Your objective: Rewrite the lines from the one containing "Exercise. Point to the palm leaf" through the end of the items, changing "one point per instance" to "one point for each instance" everywhere and keeping all else unchanged. Leave the pictures out of your answer.

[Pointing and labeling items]

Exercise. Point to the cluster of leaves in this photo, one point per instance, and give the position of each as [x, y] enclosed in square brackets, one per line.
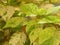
[24, 23]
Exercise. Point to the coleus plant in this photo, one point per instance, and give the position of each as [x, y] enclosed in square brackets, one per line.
[32, 25]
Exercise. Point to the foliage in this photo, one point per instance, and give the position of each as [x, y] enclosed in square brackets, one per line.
[24, 22]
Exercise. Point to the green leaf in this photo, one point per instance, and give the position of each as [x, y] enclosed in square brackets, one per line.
[29, 8]
[17, 38]
[30, 26]
[15, 22]
[55, 40]
[50, 19]
[53, 10]
[46, 34]
[42, 11]
[34, 35]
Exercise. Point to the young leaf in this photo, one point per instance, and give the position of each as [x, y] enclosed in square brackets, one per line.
[46, 34]
[15, 22]
[53, 10]
[50, 19]
[29, 8]
[17, 38]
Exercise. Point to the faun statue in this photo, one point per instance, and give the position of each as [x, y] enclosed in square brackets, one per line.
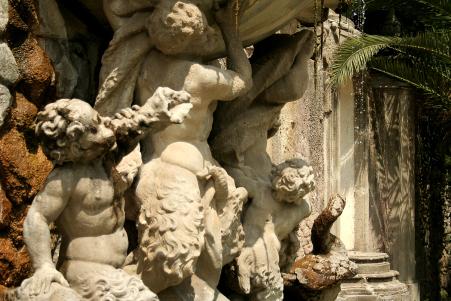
[83, 195]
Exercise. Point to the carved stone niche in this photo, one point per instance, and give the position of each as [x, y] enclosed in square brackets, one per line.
[202, 193]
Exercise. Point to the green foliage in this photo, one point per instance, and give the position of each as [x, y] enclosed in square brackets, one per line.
[433, 14]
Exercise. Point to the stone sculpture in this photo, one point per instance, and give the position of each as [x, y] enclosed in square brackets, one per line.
[186, 201]
[315, 276]
[279, 194]
[84, 196]
[190, 210]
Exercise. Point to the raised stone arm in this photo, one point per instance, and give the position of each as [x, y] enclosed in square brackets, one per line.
[165, 107]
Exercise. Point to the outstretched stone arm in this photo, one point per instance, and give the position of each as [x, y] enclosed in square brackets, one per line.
[46, 208]
[165, 107]
[237, 60]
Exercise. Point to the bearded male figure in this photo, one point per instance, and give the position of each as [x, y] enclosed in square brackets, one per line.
[189, 208]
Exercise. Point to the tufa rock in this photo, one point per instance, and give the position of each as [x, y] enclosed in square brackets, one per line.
[9, 73]
[5, 103]
[3, 15]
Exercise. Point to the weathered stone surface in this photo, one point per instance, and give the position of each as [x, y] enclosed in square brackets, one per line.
[9, 73]
[5, 103]
[23, 165]
[34, 66]
[14, 263]
[3, 15]
[23, 168]
[5, 209]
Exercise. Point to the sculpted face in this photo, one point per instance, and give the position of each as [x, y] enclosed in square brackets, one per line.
[292, 183]
[98, 137]
[180, 27]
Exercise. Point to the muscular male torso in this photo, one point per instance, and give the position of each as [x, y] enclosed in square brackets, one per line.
[92, 221]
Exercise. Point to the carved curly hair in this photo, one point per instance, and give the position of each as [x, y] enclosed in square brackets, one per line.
[292, 180]
[176, 25]
[58, 127]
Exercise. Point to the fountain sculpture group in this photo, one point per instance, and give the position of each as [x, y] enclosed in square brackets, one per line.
[209, 205]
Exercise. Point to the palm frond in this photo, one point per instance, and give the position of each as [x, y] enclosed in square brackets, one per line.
[430, 79]
[354, 54]
[433, 43]
[430, 13]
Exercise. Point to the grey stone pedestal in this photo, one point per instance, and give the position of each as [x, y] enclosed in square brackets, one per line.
[375, 280]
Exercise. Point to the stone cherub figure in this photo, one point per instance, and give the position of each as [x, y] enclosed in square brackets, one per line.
[278, 196]
[83, 196]
[189, 208]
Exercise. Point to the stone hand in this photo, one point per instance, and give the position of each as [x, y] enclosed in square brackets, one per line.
[41, 280]
[169, 104]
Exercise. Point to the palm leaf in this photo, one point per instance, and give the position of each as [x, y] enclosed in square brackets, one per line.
[430, 80]
[354, 54]
[430, 13]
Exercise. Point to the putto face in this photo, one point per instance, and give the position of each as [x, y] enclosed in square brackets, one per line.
[179, 27]
[98, 137]
[291, 184]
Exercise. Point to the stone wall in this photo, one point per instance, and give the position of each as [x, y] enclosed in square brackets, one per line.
[48, 50]
[23, 166]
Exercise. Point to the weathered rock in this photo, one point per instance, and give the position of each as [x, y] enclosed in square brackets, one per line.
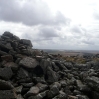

Problem solution:
Exercise. Point to the palm leaf in this photo, one point for each instance, and give the position of each as [x, y] enclosed in square brackets, one per line.
[430, 80]
[354, 54]
[430, 13]
Exercise. Point to the putto face in this photo, one point for each instance, and give the position of each as [x, y] enclosed in square brackets, one per line.
[179, 27]
[98, 137]
[291, 184]
Exercise. Point to the stone wall in this photo, one point for each instance, and give the position of each as [x, y] enclosed in square brackets, one per line.
[48, 50]
[23, 166]
Exercise. Point to the weathered rock in this photo, one point for each instance, and give the position of each as [x, y] enclosed in square brackets, one per line.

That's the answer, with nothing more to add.